=== Passage provided ===
What Brazil Can’t Forget About March, Colltalers
There are a few facts both baffling and predictable about Brazil, as it marks today the 50th year anniversary of a military coup that deposed democratically elected president João Goulart and, for over two decades, controlled and terrorized every segment of its society.
One is how little public awareness exist about the dictatorship’s impact on the nation’s psyche, still jolted by irrational fears and an almost bipolar drive to earn the world’s respect, and on its institutions, which went through a forced, across the board and humiliating, overhaul, in order to survive.
Other is how surprisingly ignorant most Brazilian seem to be about the nefarious legacy left by a regime that had no constrains about persecuting its political enemies, destroying in the process the dream of building a free society that the optimism of the late 1950s in Brazil warranted.
That promise was interrupted for 21 years, and some say, remains unfulfilled, despite a number of democratic institutions having been built since the 1980s. One thing about Brazil’s recent economic boom and present turmoil is that it’s exposed the huge vulnerability of such institutions.
Lastly, another startling fact about the military rule in Brazil is the virtual impunity of those accused of having taken part in the widespread torture and murdering of regime opponents. Some of these voices are still present in the national debate and remain adamantly unapologetic.
It’s to Brazilian President Dilma Rousseff, a former guerrilla and the country’s first woman in high office, the merit of facilitating the creation of the Truth Commission, dedicated to investigate the dictatorship’s crimes, and that’s been the sole organ to do so, despite almost 30 years since the last general headed back to the barracks. It remains in the open whether it’ll gather enough evidence leading to persecution of notorious torturers.
Such complacence and nonchalance towards its recent dark past has hurt Brazilians in more ways they seem willing to admit. In fact, indignation against what such past did to Brazil is the single greatest theme absent in the massive street rallies throughout the country’s biggest cities.
Issues of corruption, self-serving politics, widening income gap, police violence, education and health, are all commonly invoked, and rightly so, in large demonstrations that often turn violent. However, the Military’s public image remain unscathed, and, worse, the fallacy of its alleged benign role as neutral normalizer of society struggles, which is not even constitutionally correct, is often invoked as a solution to end the ‘anarchy.’
Thus a whole generation may have not been taught what really
happened in the early 1960s, when the country’s cultural awakening and quick urbanization were being espoused by a drive to become politically relevant to the world (yes, that old dream was already being dreamed).
Many in reality may have been told, otherwise, that fears of a communist threat, expressed by a middle class then frightened by street clamors for agrarian reforms and a more socialistic approach to political change, were more than they really were, mostly manipulation by rightwing forces.
Such segments, unhappy with Goulart’s populism, were supported by the U.S., now it’s been openly acknowledged, but not because Americans were afraid that such reforms would lead to a civil war, as militaries were preaching at the time, or that Brazilians would suffer with them.
The coup, most historians agree, marked Brazil’s insertion into the Cold War, furiously waged at the time for control and dominance of the world south of the equator. Brazil was a mere pawn, albeit a large one, in a risky geopolitics game that lasted almost as long as its own dictatorship.
===
:: To do ::
(1) Decide whether each statement below agrees with the piece on Brazil's military coup, answering yes or no and quoting the words of the piece that settle it. (a) The regime held power in Brazil for more than twenty years. (b) Anger over the dictatorship is a leading theme in the street rallies. (c) Dilma Rousseff helped bring about the Truth Commission.
(2) Carry on the piece about Brazil's military coup, picking up after its final sentence.
=== Raw data ===
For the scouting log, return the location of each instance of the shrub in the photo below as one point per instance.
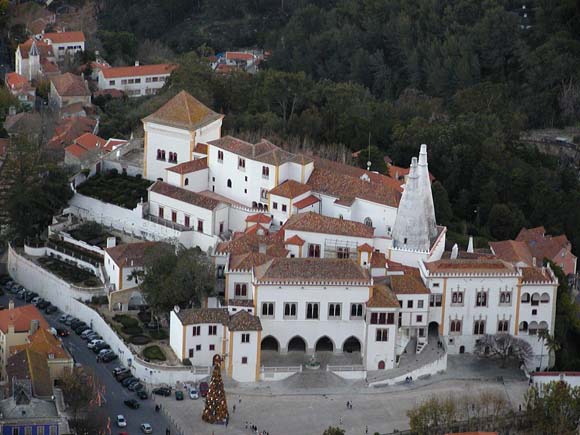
===
:: Results in order ::
(1)
(a) Yes: "for over two decades, controlled and terrorized every segment of its society."
(b) No: "indignation against what such past did to Brazil is the single greatest theme absent in the massive street rallies"
(c) Yes: "the merit of facilitating the creation of the Truth Commission"

(2)
To be sure, U.S. support was not nearly as strong as what would destabilize Chile’s also democratically elected President Salvador Allende only nine years later. But recently unearthed documents attest to the important role U.S. Ambassador Lincoln Gordon, for instance, played in the coup.
Still, responsibility in great part for the horrors that took place in the dungeons and ‘houses of death, kept by the militaries during their rule, where an estimated 200-plus Brazilians were tortured to death, has to revert back to the Brazilian society that enabled and supported the comfy delusion of being ruled by an uniformed elite that would make all decisions on their name but that remained absolutely unaccountable to any crime.
A final observation about some of those who’ve been studying the rightwing dictatorship in Brazil is how quickly they dismiss the number of ‘desaparecidos’ and victims of the repression, when compared to those who shared the same unfortunate fate in Argentina, Chile, Uruguay, Paraguay and so many other nations. Almost as if they’re talking about breaking eggs and omelet, and not of human lives unjustly sacrificed.
There’s been a flurry of horrific revelations about the miserable final hours of some Brazilians, well known and anonymous, who were killed for daring to oppose the armed forces, as well as documents and books detailing episodes that may have changed Brazil forever and not for the better.
There hasn’t been an equivalent amount of admissions of guilty and voluntary testimonies of people who granted themselves a mandate to hunt and kill their fellow citizens, along with those who ordered and commanded them to do so. And that’s a double insult to the memory of their victims.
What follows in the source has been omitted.